• Description of the task: All lines from the one with "If you could tag the black bowl" to the end need to be copied exactly, with nothing before them.

(Position annotation records)

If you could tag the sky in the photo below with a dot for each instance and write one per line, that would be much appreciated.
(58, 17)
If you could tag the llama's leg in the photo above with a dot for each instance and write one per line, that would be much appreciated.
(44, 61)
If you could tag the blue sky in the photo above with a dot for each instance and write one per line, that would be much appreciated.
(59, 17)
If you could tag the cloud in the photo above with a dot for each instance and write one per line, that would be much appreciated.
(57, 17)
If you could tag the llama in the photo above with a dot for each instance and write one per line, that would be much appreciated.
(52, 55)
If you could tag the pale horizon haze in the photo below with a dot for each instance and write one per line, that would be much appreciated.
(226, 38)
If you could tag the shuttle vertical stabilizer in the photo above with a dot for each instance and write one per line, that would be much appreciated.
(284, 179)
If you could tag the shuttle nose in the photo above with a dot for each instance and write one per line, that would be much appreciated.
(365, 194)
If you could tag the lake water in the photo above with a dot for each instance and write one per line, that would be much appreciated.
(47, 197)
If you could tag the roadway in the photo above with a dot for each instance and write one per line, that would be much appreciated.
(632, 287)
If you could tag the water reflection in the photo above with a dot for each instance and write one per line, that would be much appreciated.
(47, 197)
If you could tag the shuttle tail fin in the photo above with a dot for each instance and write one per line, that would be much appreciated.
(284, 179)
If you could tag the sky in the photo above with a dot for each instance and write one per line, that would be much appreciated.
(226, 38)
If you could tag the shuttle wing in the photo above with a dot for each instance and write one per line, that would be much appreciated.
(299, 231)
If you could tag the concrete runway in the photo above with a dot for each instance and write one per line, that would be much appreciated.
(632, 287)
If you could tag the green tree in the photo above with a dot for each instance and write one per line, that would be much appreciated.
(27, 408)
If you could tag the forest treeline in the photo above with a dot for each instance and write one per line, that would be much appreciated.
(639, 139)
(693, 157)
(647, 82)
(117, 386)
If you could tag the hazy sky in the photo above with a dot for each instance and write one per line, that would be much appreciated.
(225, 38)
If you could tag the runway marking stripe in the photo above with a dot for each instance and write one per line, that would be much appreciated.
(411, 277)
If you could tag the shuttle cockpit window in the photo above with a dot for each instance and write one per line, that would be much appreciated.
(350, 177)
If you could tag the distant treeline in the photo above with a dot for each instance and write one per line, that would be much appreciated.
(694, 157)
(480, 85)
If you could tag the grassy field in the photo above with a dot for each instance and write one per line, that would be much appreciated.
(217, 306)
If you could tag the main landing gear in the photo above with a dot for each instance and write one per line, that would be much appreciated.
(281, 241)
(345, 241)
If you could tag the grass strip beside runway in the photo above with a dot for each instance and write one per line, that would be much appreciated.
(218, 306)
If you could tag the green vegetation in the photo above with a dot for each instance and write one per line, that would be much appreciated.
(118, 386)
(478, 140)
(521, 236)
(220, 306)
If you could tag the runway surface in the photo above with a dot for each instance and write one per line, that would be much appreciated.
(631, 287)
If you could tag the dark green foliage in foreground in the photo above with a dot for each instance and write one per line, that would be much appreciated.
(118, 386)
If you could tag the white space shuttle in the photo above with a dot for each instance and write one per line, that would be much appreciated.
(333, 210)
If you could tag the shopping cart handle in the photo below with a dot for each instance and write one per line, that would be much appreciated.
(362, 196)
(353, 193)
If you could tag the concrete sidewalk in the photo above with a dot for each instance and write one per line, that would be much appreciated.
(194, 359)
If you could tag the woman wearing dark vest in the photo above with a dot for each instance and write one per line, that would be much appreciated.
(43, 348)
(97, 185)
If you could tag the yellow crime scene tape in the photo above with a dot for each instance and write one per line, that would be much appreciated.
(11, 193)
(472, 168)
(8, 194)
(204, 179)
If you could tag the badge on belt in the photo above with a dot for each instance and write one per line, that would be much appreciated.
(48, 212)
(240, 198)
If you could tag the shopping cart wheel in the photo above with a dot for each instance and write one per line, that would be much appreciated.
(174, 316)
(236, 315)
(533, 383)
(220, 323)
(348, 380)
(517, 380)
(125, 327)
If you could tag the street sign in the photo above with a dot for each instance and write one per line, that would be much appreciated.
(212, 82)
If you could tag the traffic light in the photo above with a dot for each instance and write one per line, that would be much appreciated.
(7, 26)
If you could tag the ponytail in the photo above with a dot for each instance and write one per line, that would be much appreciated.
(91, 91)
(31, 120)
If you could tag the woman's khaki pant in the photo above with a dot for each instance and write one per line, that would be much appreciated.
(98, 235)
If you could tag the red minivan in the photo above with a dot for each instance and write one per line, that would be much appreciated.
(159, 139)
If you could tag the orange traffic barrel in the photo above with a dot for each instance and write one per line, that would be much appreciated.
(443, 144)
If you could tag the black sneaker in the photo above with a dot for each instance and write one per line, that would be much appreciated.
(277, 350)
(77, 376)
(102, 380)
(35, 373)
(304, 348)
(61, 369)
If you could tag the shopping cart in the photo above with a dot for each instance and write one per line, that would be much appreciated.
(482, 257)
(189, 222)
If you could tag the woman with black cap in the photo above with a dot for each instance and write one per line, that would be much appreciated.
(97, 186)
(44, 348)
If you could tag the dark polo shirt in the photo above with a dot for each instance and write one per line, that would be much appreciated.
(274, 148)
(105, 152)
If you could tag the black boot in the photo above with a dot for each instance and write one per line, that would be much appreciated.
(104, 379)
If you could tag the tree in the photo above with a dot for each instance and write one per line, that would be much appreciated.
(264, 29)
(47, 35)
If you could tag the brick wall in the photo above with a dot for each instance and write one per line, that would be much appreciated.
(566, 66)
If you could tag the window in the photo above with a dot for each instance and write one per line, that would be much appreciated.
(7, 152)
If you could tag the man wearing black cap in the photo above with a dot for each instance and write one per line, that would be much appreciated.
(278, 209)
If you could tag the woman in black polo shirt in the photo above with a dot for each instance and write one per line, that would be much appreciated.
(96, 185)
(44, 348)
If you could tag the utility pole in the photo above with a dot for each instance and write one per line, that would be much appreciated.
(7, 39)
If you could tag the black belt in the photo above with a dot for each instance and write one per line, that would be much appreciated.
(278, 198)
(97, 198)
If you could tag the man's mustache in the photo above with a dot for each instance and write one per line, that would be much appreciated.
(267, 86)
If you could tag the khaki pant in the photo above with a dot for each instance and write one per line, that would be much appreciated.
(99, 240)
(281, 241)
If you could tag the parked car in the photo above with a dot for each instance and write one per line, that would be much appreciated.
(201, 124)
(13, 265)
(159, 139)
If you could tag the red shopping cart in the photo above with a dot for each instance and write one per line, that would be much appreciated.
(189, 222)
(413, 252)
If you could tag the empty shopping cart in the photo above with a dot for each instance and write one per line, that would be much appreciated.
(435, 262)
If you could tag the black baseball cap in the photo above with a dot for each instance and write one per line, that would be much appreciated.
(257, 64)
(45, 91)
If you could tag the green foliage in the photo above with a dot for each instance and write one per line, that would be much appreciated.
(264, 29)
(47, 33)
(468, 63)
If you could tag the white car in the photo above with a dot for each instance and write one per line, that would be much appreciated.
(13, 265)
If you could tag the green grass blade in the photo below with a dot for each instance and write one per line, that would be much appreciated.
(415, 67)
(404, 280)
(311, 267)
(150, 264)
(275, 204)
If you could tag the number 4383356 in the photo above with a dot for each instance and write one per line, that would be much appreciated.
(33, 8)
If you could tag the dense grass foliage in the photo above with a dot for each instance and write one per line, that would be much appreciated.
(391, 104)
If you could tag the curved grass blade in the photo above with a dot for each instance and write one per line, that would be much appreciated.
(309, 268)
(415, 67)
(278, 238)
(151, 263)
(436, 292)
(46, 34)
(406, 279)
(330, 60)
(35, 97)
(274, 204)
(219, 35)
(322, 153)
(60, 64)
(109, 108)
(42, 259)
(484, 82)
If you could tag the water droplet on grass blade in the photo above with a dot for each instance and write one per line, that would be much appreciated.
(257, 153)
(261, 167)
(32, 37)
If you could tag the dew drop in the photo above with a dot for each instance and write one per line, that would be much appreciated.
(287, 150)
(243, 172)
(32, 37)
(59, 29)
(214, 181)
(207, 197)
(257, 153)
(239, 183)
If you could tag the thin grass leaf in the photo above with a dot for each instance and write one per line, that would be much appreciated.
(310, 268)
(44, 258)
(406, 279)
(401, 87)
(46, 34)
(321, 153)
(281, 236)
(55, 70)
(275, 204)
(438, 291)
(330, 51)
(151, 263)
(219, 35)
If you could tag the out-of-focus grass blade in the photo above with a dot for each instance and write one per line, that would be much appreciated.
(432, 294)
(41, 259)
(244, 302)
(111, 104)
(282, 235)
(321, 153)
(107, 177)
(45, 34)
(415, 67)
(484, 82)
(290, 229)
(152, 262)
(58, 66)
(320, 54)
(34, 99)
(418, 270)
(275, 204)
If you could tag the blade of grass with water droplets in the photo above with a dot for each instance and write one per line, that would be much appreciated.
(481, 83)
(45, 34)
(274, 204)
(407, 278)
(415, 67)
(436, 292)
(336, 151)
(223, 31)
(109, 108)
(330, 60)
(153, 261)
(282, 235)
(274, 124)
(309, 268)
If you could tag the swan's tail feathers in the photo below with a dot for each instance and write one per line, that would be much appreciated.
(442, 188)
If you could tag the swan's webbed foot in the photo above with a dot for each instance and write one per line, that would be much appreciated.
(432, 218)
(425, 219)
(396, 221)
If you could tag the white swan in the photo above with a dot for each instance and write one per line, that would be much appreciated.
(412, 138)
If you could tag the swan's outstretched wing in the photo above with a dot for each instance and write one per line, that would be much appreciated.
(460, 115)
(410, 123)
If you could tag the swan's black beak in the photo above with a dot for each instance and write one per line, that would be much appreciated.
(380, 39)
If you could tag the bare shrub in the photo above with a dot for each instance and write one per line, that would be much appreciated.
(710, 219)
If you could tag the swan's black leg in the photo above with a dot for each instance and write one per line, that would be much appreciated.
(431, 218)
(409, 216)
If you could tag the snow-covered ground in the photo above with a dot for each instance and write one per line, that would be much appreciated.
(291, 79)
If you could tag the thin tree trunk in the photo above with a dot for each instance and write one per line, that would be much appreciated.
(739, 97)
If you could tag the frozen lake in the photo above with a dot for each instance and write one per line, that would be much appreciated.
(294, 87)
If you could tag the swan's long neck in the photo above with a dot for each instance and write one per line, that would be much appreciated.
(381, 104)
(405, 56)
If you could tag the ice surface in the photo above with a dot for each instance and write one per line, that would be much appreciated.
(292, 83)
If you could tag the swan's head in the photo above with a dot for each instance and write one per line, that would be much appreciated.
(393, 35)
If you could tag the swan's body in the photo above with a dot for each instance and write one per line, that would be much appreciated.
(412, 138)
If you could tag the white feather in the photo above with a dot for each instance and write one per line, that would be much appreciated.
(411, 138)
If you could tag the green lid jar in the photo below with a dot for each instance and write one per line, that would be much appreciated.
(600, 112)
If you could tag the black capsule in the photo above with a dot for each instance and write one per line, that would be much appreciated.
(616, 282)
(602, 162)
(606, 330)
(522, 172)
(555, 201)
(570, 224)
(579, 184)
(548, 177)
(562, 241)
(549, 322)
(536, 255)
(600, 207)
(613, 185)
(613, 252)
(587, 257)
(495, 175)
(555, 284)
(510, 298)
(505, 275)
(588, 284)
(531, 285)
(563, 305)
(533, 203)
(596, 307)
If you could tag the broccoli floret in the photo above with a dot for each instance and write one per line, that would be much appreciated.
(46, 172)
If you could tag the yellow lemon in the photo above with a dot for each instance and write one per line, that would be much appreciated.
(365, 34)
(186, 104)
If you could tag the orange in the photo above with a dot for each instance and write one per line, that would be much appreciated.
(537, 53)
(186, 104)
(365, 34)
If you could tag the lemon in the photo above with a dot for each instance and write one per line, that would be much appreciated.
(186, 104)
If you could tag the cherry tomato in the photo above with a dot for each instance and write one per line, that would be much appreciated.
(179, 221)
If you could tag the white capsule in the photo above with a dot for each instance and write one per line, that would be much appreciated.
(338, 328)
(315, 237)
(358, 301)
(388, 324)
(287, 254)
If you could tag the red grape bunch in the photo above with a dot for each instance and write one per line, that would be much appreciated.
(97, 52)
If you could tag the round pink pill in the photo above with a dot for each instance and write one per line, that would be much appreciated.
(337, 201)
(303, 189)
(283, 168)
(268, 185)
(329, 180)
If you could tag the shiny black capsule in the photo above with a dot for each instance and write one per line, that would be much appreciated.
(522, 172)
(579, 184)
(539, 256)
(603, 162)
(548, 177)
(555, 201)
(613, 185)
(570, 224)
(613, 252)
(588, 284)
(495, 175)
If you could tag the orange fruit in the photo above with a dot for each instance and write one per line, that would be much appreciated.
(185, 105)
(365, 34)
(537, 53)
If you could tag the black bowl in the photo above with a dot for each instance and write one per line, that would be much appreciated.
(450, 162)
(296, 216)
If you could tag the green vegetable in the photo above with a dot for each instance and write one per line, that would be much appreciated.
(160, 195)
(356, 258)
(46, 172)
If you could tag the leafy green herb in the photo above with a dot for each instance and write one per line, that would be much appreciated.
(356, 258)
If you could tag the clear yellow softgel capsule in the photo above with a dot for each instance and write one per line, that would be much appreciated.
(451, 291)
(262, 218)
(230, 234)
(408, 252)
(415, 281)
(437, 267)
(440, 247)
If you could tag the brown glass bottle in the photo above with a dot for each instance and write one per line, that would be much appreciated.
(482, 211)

• Result of this exercise:
If you could tag the black bowl in the photo above with a dot for each instance and write one per line, that would be much appreciated.
(450, 162)
(296, 216)
If you could tag the green vegetable in the photo above with a dot for each instance and write one per line, that would be much appreciated.
(160, 195)
(356, 258)
(46, 172)
If you could tag the leafy green herb in the photo above with a dot for each instance and write one per line, that would be much appreciated.
(356, 258)
If you could tag the clear yellow softgel capsule in the photo above with a dot for each instance and write one per line, that would be much appreciated.
(451, 291)
(262, 218)
(230, 234)
(408, 252)
(415, 281)
(437, 267)
(440, 247)
If you could tag the brown glass bottle in the photo above with a dot for each instance and write one per line, that would be much appreciated.
(482, 211)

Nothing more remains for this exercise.